- Document section
Northern Fury
- Full name: Northern Fury Football Club
- Nickname: The Fury
- Founded: 28 August 2008; 17 years ago
- Dissolved: 2018; 8 years ago
- Ground: Townsville Sports Reserve
- Capacity: 4,000 (seated) 6,500 (total)
- CEO: Consortium of Local Figures
- Director: Massimo Di Giovanni
- Coach: Paul Roncato
- League: NPL Queensland
- 2018: 13th
- Website: www.northqldfury.com.au

= Northern Fury FC =

Northern Fury Football Club was an Australian professional soccer club based in Townsville, Queensland. The club was founded in 2008 and competed in the A-League under the name North Queensland Fury. On 1 March 2011, the club was removed from the league due to financial instability. On 3 October 2012, the club officially re-formed after it was granted a licence to participate in the National Premier League Queensland. After rebranding themselves as "North Queensland United" in 2017, the club disbanded a second time at the end of the 2018 Football Queensland season. The club played their home fixtures at Townsville Sports Reserve.

- Material provided
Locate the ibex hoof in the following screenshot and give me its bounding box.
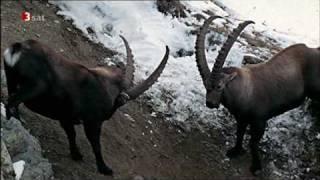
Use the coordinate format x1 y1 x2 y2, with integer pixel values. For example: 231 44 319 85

- Exercise prompt
Output the Northern Fury text between "- CEO: Consortium" and "Townsville Sports Reserve.", inclusive, with no changes. Work only from the text about Northern Fury.

- Result of this task
- CEO: Consortium of Local Figures
- Director: Massimo Di Giovanni
- Coach: Paul Roncato
- League: NPL Queensland
- 2018: 13th
- Website: www.northqldfury.com.au

= Northern Fury FC =

Northern Fury Football Club was an Australian professional soccer club based in Townsville, Queensland. The club was founded in 2008 and competed in the A-League under the name North Queensland Fury. On 1 March 2011, the club was removed from the league due to financial instability. On 3 October 2012, the club officially re-formed after it was granted a licence to participate in the National Premier League Queensland. After rebranding themselves as "North Queensland United" in 2017, the club disbanded a second time at the end of the 2018 Football Queensland season. The club played their home fixtures at Townsville Sports Reserve.